::: Source data

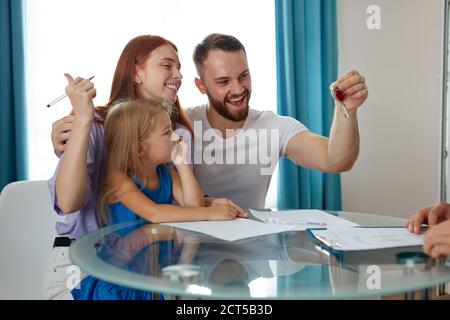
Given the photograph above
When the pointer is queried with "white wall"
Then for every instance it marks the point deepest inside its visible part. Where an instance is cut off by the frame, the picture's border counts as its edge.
(398, 170)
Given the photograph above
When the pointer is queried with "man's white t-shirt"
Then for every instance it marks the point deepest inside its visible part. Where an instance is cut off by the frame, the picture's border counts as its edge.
(240, 168)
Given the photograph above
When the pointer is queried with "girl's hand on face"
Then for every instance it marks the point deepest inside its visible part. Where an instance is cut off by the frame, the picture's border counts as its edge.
(81, 92)
(179, 151)
(228, 202)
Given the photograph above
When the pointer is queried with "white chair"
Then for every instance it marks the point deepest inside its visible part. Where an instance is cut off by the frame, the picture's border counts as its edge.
(27, 230)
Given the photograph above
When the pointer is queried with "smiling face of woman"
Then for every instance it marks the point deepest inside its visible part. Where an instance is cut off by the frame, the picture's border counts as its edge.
(159, 78)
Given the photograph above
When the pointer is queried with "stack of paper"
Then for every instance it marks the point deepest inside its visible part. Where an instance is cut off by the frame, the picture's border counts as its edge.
(356, 239)
(270, 222)
(234, 229)
(303, 219)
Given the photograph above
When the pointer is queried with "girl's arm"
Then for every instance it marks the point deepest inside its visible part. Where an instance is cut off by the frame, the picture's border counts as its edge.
(185, 188)
(72, 178)
(130, 196)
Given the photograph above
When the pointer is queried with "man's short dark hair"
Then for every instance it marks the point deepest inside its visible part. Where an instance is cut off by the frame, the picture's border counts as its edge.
(218, 41)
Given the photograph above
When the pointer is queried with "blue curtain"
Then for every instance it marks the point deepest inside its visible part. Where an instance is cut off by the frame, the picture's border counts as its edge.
(13, 135)
(306, 40)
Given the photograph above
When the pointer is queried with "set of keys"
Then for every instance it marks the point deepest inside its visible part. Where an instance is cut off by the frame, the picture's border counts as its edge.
(339, 96)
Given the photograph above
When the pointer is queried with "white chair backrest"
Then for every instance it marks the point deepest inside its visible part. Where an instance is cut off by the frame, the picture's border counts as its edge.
(27, 230)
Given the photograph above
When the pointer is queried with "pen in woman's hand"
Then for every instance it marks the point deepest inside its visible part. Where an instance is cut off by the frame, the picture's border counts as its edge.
(62, 96)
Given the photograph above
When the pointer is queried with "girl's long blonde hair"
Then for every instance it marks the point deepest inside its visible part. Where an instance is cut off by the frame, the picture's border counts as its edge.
(127, 124)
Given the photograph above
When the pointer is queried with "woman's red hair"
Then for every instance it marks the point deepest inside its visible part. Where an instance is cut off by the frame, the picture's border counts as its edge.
(123, 87)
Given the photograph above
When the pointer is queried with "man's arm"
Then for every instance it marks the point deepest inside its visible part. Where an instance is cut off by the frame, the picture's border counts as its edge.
(339, 152)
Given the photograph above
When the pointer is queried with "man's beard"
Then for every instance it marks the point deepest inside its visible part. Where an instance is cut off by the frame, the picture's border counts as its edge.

::::::

[How to complete this task] Reproduce every record word for word. The copy must contain no pictures.

[Answer below]
Given the photograph above
When the pointer is queried with "white wall"
Then for every instance it marks the point deepest inside its visible part. Where an instance is cut off by the frame, the picture's border counts as its edge.
(398, 170)
Given the photograph above
When the pointer is queried with "man's white t-shirt"
Then for every instance it marks the point deepest inside its visible part. Where an instance is cut off by the frame, the picture's border counts as its edge.
(240, 168)
Given the photograph above
When the pointer is queried with "girl's hand on face"
Then for every instance it marks the point deepest inside its visible part. Where an instance is cut off by the frame, the picture's border counts as its edge.
(81, 92)
(179, 151)
(228, 202)
Given the photograph above
When the pointer is queried with "white chair"
Then for every instance it marks the point deepest inside its visible part. Where an instance is cut off by the frame, the picture's border counts as its edge.
(27, 230)
Given the photograph above
When the pointer is queried with "smiling face of woman"
Then for every instance it marks the point deepest inside its visible part. Where an instance is cut off by the frame, the picture's border counts as its edge.
(159, 78)
Given the photograph above
When the pointer is queried with "stack of paper"
Then for every instance it marks the point deepest inside its visible part. Where an instance is cut off by the frame, the picture's border counts as its edge.
(356, 239)
(270, 222)
(234, 229)
(303, 219)
Given the photograph above
When the pointer is queried with "girl's arm"
Then for every instance it marks the point deepest inside its visible part. Where an instance is cut off by the frame, the picture's border counts as its edge.
(185, 188)
(72, 178)
(130, 196)
Given the photograph above
When the pointer is queried with "man's short dark hair"
Then for every instance it marks the point deepest inside its visible part. Where an instance is cut off by the frame, the picture's border counts as its edge.
(218, 41)
Given the photograph above
When the pointer is queried with "blue curtain"
Then for every instance it marks the point deepest inside its visible part. Where an instance is cut off by the frame, the picture's border counts as its edge.
(13, 135)
(306, 40)
Given the photograph above
When the pointer is queried with "set of keys"
Then for every instance it marks the point deepest inside its visible part. Where an instance is cut off by the frame, the picture's border counts as its edge.
(339, 96)
Given the photograph above
When the pointer is queried with "white chair backrest"
Then for every instance it marks the point deepest inside its visible part. Where an instance is cut off by the frame, the picture's border counts as its edge.
(27, 230)
Given the photograph above
When the pointer is queried with "pen in woman's hand"
Then for every instance it marks the point deepest inside its visible part. Where an instance is cut off by the frame, the picture's border counts as its edge.
(62, 96)
Given the photograph above
When the pointer is queried with "girl's long blonde hair"
Then for every instance it marks the point deepest inside its visible part. Where an instance is cut off by the frame, the picture's border counts as its edge.
(127, 124)
Given the photograph above
When the pointer is queried with "woman's red hair"
Then for every instance it marks the point deepest inside its visible part. Where an instance is cut off by the frame, the picture's border counts as its edge.
(123, 87)
Given the photograph above
When the pointer is queried with "man's arm"
Then for every instance it marks the point deepest inside its visible part. Where an instance is cut off by the frame, the picture's border counts as its edge.
(339, 152)
Given the photograph above
When the pointer is queried with "man's beard"
Then for every instance it marks the point deepest inside its visible part. Where an instance is cut off by the frame, the picture's border counts as its edge.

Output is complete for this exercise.